• Work task
Every line of the records below from the line with "Confirm every instance of the pedestrian" up to and including the line with "Target: blue jeans" must be reproduced exactly, and no line outside that range.

-- Records for the task follows --

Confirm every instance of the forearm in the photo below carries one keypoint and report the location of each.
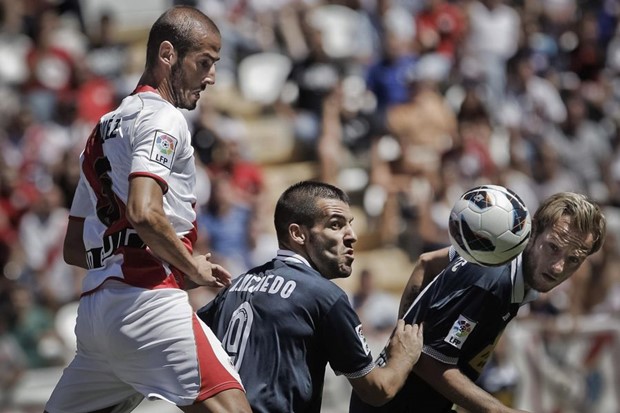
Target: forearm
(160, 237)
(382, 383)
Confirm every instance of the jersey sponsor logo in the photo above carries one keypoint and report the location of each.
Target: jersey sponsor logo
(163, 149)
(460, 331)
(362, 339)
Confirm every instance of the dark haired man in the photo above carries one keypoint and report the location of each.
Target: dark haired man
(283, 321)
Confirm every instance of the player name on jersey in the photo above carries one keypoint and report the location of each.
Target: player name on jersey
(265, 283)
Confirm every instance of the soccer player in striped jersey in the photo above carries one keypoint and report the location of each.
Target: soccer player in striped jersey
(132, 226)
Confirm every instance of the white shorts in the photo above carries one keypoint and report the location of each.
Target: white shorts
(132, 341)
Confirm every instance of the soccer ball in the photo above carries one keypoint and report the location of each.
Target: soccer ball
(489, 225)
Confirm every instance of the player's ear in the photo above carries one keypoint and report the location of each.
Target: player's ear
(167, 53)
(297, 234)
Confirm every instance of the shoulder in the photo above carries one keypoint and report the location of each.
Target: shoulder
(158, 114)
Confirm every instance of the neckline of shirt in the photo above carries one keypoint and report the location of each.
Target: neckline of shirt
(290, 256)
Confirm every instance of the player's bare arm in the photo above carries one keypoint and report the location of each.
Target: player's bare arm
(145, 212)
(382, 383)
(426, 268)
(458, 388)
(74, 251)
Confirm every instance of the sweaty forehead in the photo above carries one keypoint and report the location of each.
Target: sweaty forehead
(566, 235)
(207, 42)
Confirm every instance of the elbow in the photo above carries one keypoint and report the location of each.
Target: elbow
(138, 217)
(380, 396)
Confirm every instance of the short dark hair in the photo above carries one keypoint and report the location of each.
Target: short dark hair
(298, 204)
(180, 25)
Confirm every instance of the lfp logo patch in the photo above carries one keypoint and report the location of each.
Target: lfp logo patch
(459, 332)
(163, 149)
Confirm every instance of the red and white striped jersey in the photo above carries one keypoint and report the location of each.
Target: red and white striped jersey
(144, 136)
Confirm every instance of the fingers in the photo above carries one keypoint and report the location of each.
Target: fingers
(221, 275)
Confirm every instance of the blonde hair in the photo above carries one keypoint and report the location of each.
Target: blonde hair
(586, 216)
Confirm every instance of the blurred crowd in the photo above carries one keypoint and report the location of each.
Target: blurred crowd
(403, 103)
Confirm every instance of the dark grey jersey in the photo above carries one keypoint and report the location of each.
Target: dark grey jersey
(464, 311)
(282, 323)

-- Records for the task concluded --
-- Records for the task follows --

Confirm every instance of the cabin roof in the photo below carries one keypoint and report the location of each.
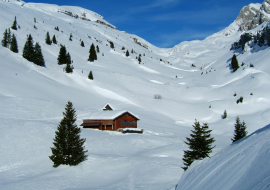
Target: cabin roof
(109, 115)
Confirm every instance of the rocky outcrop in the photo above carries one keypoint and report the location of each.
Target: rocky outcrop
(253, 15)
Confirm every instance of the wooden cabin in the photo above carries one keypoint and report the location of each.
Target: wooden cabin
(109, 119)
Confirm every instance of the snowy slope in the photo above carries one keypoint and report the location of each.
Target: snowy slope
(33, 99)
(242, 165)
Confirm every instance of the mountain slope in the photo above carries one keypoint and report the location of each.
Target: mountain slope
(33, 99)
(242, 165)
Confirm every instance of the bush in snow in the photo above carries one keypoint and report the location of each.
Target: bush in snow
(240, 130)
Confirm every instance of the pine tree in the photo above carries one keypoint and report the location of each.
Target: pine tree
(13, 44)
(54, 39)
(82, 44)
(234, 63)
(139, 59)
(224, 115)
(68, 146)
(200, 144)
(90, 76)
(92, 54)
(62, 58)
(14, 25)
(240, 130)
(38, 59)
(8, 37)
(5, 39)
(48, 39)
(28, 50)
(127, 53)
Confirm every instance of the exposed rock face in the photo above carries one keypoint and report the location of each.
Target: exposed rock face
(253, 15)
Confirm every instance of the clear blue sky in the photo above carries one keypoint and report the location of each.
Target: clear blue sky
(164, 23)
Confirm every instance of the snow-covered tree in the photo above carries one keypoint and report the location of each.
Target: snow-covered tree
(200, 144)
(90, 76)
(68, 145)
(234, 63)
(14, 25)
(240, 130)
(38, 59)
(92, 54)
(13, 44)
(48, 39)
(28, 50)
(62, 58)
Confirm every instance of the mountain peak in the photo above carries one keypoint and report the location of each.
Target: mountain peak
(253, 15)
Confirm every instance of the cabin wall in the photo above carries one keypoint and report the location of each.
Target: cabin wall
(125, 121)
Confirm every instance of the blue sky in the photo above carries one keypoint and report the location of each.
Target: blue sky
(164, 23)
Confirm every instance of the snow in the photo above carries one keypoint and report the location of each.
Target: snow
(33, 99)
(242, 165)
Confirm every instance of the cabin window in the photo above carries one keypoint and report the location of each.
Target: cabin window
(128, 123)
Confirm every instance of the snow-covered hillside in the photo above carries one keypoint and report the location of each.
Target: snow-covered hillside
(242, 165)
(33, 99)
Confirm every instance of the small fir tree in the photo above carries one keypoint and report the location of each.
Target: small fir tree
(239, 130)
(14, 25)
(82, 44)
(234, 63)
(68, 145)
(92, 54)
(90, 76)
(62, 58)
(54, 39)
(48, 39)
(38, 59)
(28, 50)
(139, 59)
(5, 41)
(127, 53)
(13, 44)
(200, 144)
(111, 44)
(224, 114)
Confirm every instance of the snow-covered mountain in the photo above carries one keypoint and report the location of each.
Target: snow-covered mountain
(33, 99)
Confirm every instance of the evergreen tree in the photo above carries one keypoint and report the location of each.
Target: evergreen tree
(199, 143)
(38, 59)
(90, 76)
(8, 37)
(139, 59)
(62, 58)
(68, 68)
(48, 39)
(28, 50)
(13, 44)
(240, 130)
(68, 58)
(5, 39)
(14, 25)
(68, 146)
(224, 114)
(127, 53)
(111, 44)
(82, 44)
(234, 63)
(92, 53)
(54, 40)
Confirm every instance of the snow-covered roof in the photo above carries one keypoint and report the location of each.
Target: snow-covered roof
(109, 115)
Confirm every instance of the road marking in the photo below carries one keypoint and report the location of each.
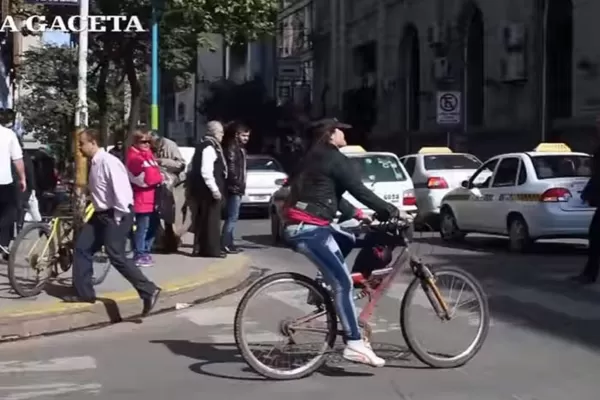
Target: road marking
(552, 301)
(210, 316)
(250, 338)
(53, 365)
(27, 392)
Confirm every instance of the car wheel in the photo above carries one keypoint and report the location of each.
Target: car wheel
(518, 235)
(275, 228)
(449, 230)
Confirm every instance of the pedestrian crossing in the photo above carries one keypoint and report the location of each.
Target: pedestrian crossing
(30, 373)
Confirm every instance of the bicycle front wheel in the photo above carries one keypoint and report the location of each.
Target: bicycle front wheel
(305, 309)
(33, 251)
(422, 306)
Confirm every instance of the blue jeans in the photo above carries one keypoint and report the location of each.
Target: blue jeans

-- Records for the task concluded --

• Answer to this problem
Confirm every instance of the pedestrian crossing in the photo above carries one keypoint and report the location of each.
Target: pedestrian crossing
(30, 373)
Confirm every instance of the bicycle front wheel in the photo above carries one keypoint and report the location of each.
Target: bicycle front wheel
(305, 309)
(33, 251)
(422, 306)
Confirm every instance of the blue jeans in the photo above carries one keypoint and report the location of each.
Target: blue jeans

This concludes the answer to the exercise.